• [To do] Copy the items from the line containing "In the photograph above, where can the sunlit" through the end of the items, swapping "deepest" for "farthest" and leaving everything else unchanged.
-=-=-=-=-
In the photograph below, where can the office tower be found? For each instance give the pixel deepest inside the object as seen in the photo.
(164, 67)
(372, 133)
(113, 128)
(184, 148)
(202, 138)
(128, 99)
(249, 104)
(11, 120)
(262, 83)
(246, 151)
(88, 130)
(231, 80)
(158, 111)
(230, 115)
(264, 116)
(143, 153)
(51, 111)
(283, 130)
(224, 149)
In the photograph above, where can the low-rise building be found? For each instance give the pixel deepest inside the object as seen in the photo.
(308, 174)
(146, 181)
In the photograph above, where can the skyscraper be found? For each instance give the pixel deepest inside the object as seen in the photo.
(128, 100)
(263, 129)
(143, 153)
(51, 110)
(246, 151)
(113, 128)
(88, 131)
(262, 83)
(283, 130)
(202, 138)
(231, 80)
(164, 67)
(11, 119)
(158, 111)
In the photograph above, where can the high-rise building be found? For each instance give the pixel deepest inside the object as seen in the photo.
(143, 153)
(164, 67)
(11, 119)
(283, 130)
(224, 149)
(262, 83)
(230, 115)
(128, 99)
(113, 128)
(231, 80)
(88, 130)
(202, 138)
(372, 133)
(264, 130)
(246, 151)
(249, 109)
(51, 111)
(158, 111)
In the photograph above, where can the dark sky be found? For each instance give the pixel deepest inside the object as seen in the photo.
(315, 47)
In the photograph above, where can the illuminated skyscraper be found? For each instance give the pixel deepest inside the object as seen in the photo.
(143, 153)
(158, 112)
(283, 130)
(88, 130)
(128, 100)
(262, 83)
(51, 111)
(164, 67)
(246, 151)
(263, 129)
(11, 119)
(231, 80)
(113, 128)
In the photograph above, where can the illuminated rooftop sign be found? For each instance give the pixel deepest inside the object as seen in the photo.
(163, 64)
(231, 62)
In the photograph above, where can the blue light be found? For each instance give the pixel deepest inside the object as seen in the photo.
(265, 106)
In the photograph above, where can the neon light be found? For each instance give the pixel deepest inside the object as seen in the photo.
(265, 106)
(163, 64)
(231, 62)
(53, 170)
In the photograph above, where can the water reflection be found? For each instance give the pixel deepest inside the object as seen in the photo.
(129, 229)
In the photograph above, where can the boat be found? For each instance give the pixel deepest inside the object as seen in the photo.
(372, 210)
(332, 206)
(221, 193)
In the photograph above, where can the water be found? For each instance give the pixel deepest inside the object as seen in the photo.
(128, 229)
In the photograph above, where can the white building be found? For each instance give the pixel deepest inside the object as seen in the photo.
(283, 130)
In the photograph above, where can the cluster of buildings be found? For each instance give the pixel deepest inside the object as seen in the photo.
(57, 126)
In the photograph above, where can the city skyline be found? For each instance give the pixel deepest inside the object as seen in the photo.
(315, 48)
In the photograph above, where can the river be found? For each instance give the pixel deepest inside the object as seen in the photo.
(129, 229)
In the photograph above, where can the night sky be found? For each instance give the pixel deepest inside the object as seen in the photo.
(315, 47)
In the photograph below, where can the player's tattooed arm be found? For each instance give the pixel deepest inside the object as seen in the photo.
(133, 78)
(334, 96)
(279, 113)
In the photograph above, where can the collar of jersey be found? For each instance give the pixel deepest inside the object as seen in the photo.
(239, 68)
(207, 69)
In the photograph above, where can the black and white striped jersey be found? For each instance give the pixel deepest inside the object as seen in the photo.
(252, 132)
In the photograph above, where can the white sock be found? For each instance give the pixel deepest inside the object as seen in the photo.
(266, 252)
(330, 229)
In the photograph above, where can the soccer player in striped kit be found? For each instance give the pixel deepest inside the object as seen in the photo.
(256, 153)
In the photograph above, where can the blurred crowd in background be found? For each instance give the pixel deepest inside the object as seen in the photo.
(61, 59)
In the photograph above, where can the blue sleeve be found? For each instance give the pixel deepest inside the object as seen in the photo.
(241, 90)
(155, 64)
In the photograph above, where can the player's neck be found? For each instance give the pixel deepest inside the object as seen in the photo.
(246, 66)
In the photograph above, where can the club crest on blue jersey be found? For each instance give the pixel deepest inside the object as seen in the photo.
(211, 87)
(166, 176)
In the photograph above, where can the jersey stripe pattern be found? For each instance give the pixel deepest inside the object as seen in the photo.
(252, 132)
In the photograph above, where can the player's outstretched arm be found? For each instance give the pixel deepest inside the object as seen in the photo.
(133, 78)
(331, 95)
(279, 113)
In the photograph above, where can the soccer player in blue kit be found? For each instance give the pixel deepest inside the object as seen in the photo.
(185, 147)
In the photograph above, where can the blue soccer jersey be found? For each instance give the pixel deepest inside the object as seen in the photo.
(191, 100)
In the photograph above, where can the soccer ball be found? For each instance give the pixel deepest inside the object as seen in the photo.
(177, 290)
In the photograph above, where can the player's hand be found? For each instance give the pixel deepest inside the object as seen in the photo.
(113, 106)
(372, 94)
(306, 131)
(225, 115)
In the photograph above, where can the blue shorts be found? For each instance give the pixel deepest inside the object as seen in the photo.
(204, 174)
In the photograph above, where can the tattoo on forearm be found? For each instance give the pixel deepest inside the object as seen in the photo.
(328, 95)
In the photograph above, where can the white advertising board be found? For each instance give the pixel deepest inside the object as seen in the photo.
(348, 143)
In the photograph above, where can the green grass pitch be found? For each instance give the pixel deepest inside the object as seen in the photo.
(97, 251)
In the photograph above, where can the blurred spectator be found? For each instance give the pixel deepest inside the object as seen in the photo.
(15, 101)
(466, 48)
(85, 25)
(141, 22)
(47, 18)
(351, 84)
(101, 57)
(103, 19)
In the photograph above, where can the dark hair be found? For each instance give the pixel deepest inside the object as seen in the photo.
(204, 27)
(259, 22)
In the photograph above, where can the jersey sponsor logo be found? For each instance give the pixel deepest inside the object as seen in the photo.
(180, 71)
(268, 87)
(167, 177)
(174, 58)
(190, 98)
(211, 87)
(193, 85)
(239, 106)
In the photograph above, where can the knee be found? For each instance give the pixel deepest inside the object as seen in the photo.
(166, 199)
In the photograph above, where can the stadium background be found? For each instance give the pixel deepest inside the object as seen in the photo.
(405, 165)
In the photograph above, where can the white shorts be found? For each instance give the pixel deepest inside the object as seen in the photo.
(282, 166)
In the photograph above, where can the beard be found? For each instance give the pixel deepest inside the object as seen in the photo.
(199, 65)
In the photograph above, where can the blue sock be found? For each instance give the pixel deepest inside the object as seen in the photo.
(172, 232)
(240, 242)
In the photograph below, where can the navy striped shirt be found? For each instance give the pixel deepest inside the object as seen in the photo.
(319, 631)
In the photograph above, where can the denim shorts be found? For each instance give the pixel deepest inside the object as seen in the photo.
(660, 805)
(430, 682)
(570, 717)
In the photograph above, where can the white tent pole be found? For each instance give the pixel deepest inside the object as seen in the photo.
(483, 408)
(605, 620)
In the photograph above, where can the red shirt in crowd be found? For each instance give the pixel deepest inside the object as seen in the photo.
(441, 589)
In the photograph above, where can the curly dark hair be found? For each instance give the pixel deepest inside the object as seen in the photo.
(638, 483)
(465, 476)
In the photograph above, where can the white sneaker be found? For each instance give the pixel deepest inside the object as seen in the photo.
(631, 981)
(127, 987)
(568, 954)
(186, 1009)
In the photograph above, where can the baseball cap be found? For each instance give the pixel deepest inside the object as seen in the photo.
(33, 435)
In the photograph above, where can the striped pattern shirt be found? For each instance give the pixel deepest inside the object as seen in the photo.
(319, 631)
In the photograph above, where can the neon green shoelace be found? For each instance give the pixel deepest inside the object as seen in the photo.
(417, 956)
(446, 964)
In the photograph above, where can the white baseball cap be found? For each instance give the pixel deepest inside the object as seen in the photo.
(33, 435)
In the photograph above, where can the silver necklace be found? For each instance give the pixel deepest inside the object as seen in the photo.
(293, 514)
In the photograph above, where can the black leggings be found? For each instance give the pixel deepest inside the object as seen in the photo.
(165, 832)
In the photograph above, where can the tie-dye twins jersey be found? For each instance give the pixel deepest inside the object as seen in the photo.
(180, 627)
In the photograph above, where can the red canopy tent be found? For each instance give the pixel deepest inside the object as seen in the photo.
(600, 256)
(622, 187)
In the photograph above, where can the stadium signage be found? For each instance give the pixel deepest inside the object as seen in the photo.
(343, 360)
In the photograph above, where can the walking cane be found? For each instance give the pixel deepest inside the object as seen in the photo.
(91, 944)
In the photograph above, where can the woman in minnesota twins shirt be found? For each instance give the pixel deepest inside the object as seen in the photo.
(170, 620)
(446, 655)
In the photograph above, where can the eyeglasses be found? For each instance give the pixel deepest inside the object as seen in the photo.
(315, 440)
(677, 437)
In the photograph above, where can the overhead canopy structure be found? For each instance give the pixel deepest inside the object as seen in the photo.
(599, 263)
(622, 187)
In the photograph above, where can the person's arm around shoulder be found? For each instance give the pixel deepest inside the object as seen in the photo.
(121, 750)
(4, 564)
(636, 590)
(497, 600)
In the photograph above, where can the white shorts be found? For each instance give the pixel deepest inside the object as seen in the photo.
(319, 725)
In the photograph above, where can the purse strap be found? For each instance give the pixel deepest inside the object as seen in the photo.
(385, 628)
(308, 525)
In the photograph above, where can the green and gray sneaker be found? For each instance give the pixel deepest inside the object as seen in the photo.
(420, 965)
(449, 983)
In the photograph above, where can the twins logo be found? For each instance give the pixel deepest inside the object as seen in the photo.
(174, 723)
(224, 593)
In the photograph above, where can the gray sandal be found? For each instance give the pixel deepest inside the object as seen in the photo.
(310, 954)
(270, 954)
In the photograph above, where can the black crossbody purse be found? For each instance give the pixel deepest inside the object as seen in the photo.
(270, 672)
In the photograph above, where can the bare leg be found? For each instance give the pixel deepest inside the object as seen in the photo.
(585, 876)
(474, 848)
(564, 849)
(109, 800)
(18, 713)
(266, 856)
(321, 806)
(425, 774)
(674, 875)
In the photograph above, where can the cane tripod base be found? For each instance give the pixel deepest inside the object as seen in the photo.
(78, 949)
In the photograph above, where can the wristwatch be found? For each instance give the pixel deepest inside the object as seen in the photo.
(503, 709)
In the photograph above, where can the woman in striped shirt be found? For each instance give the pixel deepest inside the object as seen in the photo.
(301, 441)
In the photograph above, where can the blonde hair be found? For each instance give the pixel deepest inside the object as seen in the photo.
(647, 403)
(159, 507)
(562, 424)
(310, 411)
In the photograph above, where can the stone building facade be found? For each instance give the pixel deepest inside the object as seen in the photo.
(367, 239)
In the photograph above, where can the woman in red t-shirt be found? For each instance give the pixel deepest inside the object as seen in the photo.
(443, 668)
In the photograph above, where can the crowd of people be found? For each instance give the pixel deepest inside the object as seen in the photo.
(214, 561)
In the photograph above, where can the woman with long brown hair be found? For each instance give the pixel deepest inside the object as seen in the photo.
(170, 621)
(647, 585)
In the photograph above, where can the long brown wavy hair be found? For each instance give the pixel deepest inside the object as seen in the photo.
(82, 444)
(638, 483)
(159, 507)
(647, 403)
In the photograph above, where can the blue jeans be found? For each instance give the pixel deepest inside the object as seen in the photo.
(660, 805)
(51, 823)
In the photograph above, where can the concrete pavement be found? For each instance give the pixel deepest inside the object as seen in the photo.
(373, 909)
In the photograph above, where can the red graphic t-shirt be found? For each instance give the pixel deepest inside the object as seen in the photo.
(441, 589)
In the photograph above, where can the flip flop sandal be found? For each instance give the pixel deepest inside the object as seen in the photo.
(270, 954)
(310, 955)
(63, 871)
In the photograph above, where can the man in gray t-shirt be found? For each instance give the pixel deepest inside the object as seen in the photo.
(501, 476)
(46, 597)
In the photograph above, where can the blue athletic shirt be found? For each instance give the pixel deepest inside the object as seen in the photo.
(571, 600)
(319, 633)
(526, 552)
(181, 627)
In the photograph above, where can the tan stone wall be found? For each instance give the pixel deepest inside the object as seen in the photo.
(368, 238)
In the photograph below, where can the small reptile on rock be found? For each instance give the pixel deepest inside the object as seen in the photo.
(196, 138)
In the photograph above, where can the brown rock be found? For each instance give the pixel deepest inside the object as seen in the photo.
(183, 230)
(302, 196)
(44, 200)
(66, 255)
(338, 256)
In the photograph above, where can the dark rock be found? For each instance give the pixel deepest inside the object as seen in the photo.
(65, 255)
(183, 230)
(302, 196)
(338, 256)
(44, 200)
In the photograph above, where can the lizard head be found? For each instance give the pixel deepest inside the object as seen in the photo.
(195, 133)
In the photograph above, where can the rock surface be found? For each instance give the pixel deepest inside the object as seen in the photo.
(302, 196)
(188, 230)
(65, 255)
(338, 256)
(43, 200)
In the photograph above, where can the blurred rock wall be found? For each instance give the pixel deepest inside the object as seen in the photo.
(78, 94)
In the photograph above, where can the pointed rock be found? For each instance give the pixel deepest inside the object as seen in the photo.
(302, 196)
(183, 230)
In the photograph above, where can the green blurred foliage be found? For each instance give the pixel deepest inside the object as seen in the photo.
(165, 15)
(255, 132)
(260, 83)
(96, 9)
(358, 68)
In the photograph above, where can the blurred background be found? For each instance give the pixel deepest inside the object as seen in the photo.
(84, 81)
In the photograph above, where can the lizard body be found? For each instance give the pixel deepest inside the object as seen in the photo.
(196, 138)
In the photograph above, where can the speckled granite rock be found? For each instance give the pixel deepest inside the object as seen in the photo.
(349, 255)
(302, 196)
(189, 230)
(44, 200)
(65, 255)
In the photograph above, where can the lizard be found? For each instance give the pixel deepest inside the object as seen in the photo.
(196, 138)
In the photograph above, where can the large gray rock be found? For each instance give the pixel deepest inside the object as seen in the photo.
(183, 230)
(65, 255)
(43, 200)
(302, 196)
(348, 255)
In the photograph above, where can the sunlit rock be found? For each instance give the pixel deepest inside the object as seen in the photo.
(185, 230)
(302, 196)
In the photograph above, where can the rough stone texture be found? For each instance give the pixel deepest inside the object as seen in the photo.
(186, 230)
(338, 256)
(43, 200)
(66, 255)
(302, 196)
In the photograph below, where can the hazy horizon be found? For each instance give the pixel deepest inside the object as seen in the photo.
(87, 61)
-=-=-=-=-
• [Finished task]
In the photograph above, where can the sunlit rock be found? For each instance give the pixel farthest inside the object as seen in the photo.
(185, 230)
(302, 196)
In the photograph above, where can the rough stone texture be found? For each instance give the pixel farthest inside the object as seen in the photo.
(186, 230)
(338, 256)
(43, 200)
(66, 255)
(302, 196)
In the photograph below, where can the hazy horizon be found? For each instance give the pixel farthest inside the object as seen in the photo.
(87, 61)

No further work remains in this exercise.